Tasks:
a) In the passage about the TV serial advertisement, what guesses does the husband make about what his wife is thinking?
b) According to the passage about the TV serial advertisement, why does the writer consider the advertisement degrading to the lady? Answer in one to three sentences.
c) Write what follows next in the passage about the TV serial advertisement and how men and women communicate, picking up after its final sentence.

Text to read:
--- START ---

Recently you must have seen an
advertisement on the television of a forthcoming TV serial in which the husband
and wife are sipping tea when the husband asks the wife rather innocently “what
are you thinking?” She in turn asks him “guess what”. He says “about your
mother?” She replies “I have long stopped thinking about her”. He then says
“About Suhana?” She replies “I always think about Suhana. Right now I am not
thinking about her”. He then asks “About us?” She retorts “I do not want to
think about us any more”. He then wonders “Now this is a problem,” to which the
wife replies “the real problem is in good old days you could guess what I was
thinking in your first attempt”! My wife thinks it is a very romantic
advertisement but I simply can’t see the romance in it. I think it is degrading
the lady because her horizon of thoughts was so restricted once that the
husband could make a correct guess in his first attempt every time and even today he
thinks that she can only think of her mother, her daughter and her spouse! The
fact that I can never understand what my wife is thinking is because her
horizon of thoughts is so vast and her world of imagination so diverse that I
have no chance of having even a clue what she is thinking. And it is because of
this versatility of thoughts and richness of ideas and fertility of imagination
that I am so proud of her!
It should come as no surprise that men and
women are fundamentally different, and one of the differences that stands out
the most between the sexes is the way in which they tend to communicate. This
is why you'll often find many women complaining that the men in their lives
just don't know how to listen.

--- END ---

[Excerpts from a detection dataset]
--- START ---

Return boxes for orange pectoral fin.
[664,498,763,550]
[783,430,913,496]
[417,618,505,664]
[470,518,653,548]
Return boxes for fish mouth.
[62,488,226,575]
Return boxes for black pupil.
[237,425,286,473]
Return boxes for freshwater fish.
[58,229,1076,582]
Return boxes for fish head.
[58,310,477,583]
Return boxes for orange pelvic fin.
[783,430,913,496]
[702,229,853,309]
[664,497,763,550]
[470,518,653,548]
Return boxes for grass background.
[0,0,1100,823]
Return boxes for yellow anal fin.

--- END ---

Set of answers:
a) "About your mother?", "About Suhana?" and "About us?"

b) Her horizon of thoughts was once so restricted that the husband could guess correctly on his first attempt every time. Even today he thinks she can only think of her mother, her daughter and her spouse.

c)
If my wife tells me how romantic it would
be to ride a gondola on a moonlit night I would immediately agree and say
“Yes!” but I will never interpret this conversation in any other way. If she
wants to go to Venice for our next holiday, she will have to say it in so many
words, and I will arrange everything. Women often tend to speak using
emotionally-driven language that men find it hard to decipher. Men tend to be
more straightforward and practical when they need something, while women tend
to express their needs through how they're feeling at the time, since they tend
to be more acutely aware of their surroundings.
John Gray, author of ' Men Are From Mars,
Women Are From Venus,' says that “when a man can listen to a woman’s feelings
without getting angry and frustrated, he gives her a wonderful gift. He makes
it safe for her to express herself. The more she is able to express herself,
the more she feels heard and understood, and the more she is able to give a man
the loving trust, acceptance, appreciation, admiration, approval, and
encouragement that he needs.”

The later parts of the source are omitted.